Information provided -
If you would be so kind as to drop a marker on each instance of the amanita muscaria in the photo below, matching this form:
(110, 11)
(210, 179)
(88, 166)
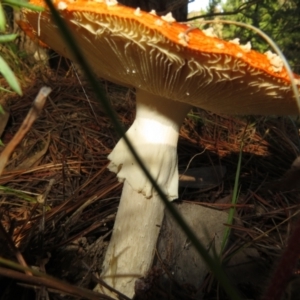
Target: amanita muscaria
(172, 68)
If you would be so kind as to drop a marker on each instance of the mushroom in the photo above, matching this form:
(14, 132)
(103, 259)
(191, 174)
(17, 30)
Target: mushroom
(172, 68)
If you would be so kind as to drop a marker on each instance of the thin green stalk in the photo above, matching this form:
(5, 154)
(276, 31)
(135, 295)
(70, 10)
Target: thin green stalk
(212, 264)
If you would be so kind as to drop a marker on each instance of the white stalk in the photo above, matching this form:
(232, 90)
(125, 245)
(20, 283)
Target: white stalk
(154, 135)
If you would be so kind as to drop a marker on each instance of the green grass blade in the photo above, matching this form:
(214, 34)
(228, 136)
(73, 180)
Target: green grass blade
(23, 4)
(19, 194)
(8, 74)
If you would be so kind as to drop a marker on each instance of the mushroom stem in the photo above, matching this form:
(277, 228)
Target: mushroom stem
(154, 134)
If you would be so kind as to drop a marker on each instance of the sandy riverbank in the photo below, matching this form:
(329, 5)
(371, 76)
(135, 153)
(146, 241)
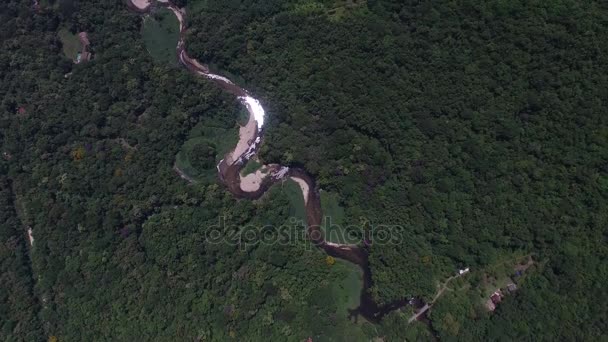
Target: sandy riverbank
(141, 4)
(304, 186)
(246, 135)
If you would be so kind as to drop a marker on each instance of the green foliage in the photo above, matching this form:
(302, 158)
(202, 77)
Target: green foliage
(70, 43)
(469, 130)
(160, 33)
(296, 199)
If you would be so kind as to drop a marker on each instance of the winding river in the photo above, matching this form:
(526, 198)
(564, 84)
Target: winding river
(250, 139)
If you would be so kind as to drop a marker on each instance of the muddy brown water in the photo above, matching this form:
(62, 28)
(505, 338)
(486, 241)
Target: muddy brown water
(229, 175)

Aim of the task -
Copy out, from the material above, each line where the word "below" is present.

Exercise result -
If you would be so kind as to drop a marker on each instance of the amanita muscaria in the photo below, matching this form:
If you would be so kind as to drop a marker on each instance of the sandy riverbank in the photo below, matching this form:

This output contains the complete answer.